------ RECORDS
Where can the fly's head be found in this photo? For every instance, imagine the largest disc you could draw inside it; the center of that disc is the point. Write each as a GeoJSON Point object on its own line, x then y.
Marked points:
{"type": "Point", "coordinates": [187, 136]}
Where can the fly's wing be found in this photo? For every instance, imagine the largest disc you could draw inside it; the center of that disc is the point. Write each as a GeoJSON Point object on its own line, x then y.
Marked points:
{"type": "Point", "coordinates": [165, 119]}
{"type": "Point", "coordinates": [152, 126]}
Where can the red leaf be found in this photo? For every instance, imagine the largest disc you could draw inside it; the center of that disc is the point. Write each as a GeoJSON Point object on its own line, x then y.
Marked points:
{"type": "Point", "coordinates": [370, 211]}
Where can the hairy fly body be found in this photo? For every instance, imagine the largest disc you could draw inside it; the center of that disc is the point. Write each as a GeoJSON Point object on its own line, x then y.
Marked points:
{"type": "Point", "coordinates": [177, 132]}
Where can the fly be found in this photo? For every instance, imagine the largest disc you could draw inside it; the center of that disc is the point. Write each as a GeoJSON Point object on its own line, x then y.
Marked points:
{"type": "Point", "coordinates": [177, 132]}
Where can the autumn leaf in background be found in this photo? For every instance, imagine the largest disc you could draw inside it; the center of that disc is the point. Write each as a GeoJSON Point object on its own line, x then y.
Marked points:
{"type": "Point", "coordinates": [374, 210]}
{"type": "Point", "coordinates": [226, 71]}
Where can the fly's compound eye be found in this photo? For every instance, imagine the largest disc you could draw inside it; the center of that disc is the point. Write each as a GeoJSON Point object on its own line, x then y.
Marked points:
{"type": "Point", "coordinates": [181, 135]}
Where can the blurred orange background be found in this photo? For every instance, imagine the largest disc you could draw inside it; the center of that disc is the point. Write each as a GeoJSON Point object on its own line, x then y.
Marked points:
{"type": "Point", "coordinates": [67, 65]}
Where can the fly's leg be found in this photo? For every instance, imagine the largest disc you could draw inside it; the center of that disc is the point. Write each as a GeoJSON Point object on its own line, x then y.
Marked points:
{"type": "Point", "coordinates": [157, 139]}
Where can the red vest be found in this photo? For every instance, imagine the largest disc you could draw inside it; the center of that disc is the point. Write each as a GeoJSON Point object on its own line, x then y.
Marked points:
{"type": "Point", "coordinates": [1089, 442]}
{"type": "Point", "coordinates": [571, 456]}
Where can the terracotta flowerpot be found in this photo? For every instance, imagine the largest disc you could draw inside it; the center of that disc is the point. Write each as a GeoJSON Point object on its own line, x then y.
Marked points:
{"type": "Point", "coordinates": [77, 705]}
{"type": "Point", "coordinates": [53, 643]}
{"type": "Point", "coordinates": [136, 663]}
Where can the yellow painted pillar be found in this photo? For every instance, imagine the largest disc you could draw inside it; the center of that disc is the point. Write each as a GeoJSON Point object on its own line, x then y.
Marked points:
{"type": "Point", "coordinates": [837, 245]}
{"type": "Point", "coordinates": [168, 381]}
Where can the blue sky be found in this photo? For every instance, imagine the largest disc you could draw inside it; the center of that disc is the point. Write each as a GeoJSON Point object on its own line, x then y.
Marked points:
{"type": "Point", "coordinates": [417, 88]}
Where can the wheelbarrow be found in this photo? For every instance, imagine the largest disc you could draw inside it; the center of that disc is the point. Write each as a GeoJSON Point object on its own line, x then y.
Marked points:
------------
> PROMPT:
Search the entries for "background" and copy each matching line.

> TASK ANSWER:
Where can the autumn leaf in background be found in this photo? For every instance, imagine the largest disc you could draw inside it; the center of that disc is the point. Write each as a GeoJSON Point object on its own line, x then y.
Where can the blurred orange background be found in this photo? For every instance, imagine the largest disc you could draw inside it; the center of that disc is the point. Write each as a GeoJSON Point object on its own line, x then y.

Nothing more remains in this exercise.